[[ Passage for review, beginning ]]
In this contribution we would like to show the production and chemical use of chorismate-derived compounds as an example of the development of microbial production pathways resulting in highly flexible building blocks, which themselves should be applicable in diversity-oriented syntheses. Not only can naturally occurring metabolites be chosen as target molecules, non-natural compounds can also be produced.

514 | 6.4 Microbially Produced Functionalized Cyclohexadiene-trans-diols 6.4.3

Microbial Production of 2,3-trans-CHD

Functionalized cyclohexadiene-trans-diols (trans-CHD; dihydroxydihydrobenzenes) closely related to chorismate or isochorismate have been chosen as primary target molecules for the metabolic pathway engineering approach [4] (Box 24). The corresponding cyclohexadiene-cis-diols (cis-CHD) are known and established as valuable precursors for the production of natural products and bioactive materials. They are readily accessible via whole-cell bioconversion starting from aromatic compounds [5]. Mainly because of the limited availability of trans-CHD [6], their use as chiral synthetic building blocks is rare. All chemical preparations are characterized by tedious multistep syntheses [7]. Attempts by several working groups to prepare trans-CHD from cis-CHD have been characterized by low overall yield [8]. As an alternative, homochiral diols with the trans configuration from bacterial sources have been described as metabolites involved in metabolic pathways derived from the shikimate pathway, therefore, trans-CHD should, in principle, be accessible by metabolic engineering. Using techniques of metabolic pathway engineering in E. coli, J. W. Frost et al. were able to produce shikimate and quinate in concentrations up to 71 g L-1 and 13 g L-1, respectively, using a whole-cell process in a stirred-tank reactor [9].
[[ Passage for review, end ]]
[[ Extracted information, beginning ]]
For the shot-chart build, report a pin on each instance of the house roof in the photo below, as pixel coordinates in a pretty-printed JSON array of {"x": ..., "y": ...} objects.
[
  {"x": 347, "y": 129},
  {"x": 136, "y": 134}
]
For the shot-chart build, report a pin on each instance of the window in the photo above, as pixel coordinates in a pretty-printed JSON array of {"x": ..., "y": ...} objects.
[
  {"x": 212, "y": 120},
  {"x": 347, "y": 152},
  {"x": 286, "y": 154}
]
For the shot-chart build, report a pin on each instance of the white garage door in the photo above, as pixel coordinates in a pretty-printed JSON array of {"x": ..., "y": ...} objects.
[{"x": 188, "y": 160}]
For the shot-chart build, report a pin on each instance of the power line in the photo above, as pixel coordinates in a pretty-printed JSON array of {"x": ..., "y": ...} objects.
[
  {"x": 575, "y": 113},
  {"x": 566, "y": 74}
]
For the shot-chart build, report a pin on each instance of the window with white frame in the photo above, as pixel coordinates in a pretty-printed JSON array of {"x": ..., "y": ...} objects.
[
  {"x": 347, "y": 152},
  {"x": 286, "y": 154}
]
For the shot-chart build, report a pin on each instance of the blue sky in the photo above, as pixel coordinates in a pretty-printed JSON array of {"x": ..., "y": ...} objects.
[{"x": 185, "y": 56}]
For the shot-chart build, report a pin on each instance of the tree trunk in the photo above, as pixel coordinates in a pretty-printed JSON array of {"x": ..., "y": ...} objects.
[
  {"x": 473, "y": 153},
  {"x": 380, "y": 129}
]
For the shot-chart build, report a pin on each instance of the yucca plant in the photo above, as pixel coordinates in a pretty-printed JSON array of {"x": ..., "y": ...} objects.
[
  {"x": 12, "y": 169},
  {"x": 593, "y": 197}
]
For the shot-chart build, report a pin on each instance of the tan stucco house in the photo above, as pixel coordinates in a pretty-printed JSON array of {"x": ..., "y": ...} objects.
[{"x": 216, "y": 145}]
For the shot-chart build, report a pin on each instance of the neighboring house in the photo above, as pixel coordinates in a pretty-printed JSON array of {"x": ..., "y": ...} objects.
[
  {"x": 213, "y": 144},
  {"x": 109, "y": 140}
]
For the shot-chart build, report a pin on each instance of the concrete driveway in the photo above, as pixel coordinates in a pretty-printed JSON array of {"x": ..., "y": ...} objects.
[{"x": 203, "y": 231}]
[[ Extracted information, end ]]
> _Apply what you read_:
1. Rewrite the stretch of the chorismate passage from "In this contribution" through "also be produced.", putting "starting materials" in place of "building blocks".
2. List every bracketed reference number cited in the chorismate passage's section on microbial production of 2,3-trans-CHD.
3. According to the chorismate passage, up to what concentration of shikimate did J. W. Frost et al. produce?

> _Results for the exercise_:
1.
In this contribution we would like to show the production and chemical use of chorismate-derived compounds as an example of the development of microbial production pathways resulting in highly flexible starting materials, which themselves should be applicable in diversity-oriented syntheses. Not only can naturally occurring metabolites be chosen as target molecules, non-natural compounds can also be produced.

2. [4], [5], [6], [7], [8], [9]

3. Up to 71 g L-1.